**SUPPLIED TEXT**

Vayeira: On Speaking Terms

Direct speech, or visions, or dreams, or divine messengers—the Hebrew Bible portrays God as communicating with human beings through all these methods. In this week’s Torah portion, Vayeira (“And he appeared”, Genesis 18:1-22:24), God speaks to Abraham both directly and through divine messengers, called malakhim; to Sarah directly; to King Avimelekh in a dream; and to Lot and Hagar through malakhim.

malakh (מַלְאָךְ) = messenger, emissary. (Plural: malakhim, מַלְאָכִים. While human characters in the Torah send fellow humans as malakhim, the God character sends divine malakhim. “A malakh of God” is often translated into English as “an angel”.)

One way or another, God speaks to more people in Vayeira than in any other Torah portion or haftarah reading. And Vayeira is the only place in the Hebrew Bible where God sends three malakhim at once. What does the God-character achieve?

Three “men”

Abraham is 99 when this week’s Torah portion begins. God spoke directly with him five times in last week’s portion, Lekh Lekha, both with and without accompanying visions.1 The portion Vayeira begins:

Three Visitors, by James Tissot, ca. 1900

And God appeared to him by the great trees of Mamrei, while he was sitting at the entrance of the tent as the day grew hot. And he raised his eyes, and he saw—hey! Three men were standing near him. And he saw, and he ran from the entrance of the tent to greet them, and he bowed down to the ground. (Genesis/Bereishit 18:1-3)

When God appears in Mamrei, what Abraham sees is three men.2 At first Abraham assumes the three men are ordinary human beings, travelers passing through. He rushes to offer them hospitality: water for washing their feet, shade to rest in, and food to eat. He waits on them under the trees. Then one of the strangers speaks like a prophet, saying:

“I will definitely return to you when this season revives, and hey! A son for Sarah, your wife!” (18:10)

Sarah, who is 89 years old, overhears from inside the tent, and immediately thinks of the sexual act necessary to produce a son.

And Sarah laughed inside herself, saying: After I am all used up, will there be pleasure for me? And my lord is old. (Genesis 18:12)

**DATASET SECTION**
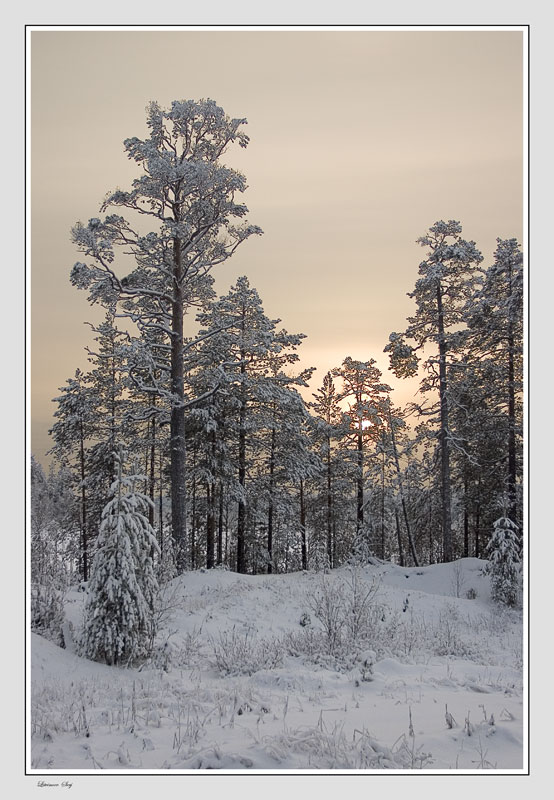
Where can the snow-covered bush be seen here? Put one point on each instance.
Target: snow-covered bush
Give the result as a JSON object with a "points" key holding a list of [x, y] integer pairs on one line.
{"points": [[47, 614], [119, 616], [240, 653], [503, 553], [345, 611]]}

**PROBLEM DESCRIPTION**
Carry on the Vayeira commentary from its last line, the verse quoting Sarah's laugh.

**SOLVED EXERCISE**
Then God said to Abraham: “Why is it that Sarah laughed, saying: ‘Can I truly even give birth, when I am old?’ Is it too extraordinary a thing, from God?” (Genesis 18:13-14)

Abraham expresses no surprise that now God is talking to him, though the three “men” are still present. Perhaps he knows that God sometimes speaks through malakhim who look human, at least at first.

And Sarah lied, saying: “I did not laugh,” because she was afraid. But [God] said: “No, because you did laugh.” (Genesis 18:15)

Sarah’s fear shows that she, too, knows that God is speaking.

Does God make three malakhim manifest in the grove of Mamrei only in order to test Abraham’s hospitality and/or to announce Sarah’s future child? I doubt it. A single malakh could have achieved both these objectives.3

Then the men got up from there, and they looked down at Sodom. And Abraham was walking with them to send them off.  And God said: Will I hide from Abraham what I am doing? … For I pay attention to him, so that he can instruct his sons and his descendants after him, so they will observe God’s path to do righteousness and justice … (Genesis 18:16-19)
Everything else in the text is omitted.